(Point localization data)
= = =

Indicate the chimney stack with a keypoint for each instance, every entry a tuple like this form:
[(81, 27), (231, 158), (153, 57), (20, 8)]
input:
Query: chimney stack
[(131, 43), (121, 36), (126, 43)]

= = =

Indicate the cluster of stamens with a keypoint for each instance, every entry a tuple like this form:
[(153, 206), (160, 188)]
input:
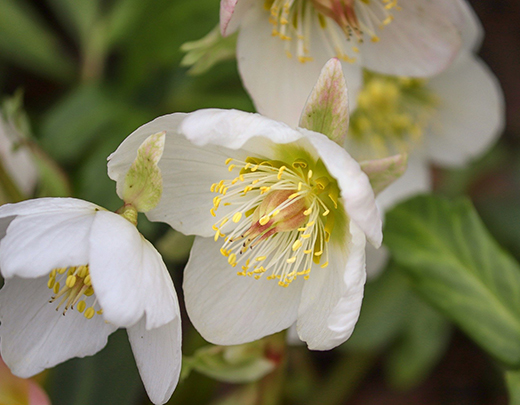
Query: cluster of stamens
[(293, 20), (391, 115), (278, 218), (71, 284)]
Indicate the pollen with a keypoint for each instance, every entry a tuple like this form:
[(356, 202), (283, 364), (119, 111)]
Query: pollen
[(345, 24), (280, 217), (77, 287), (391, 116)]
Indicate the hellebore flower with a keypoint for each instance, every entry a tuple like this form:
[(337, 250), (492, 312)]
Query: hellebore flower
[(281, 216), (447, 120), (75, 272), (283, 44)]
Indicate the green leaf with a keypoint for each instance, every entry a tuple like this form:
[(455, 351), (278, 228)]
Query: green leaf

= = =

Above are the records; copy exactly the lines from the line with "[(356, 202), (283, 364), (119, 111)]" through the line with "Query: green leaf", both included.

[(356, 202), (283, 364), (119, 111)]
Query: pollen
[(345, 24), (280, 217), (77, 287), (391, 116)]
Indicate the hellebore flower with a keypoint for each instance, every entry a tuple like this form:
[(337, 250), (492, 312)]
Query: hellebore flower
[(281, 216), (447, 120), (75, 272), (283, 44)]
Indicate the green leaf with a keypoint for each instance, every entry a tuple like this form:
[(455, 351), (278, 228)]
Query: green leaf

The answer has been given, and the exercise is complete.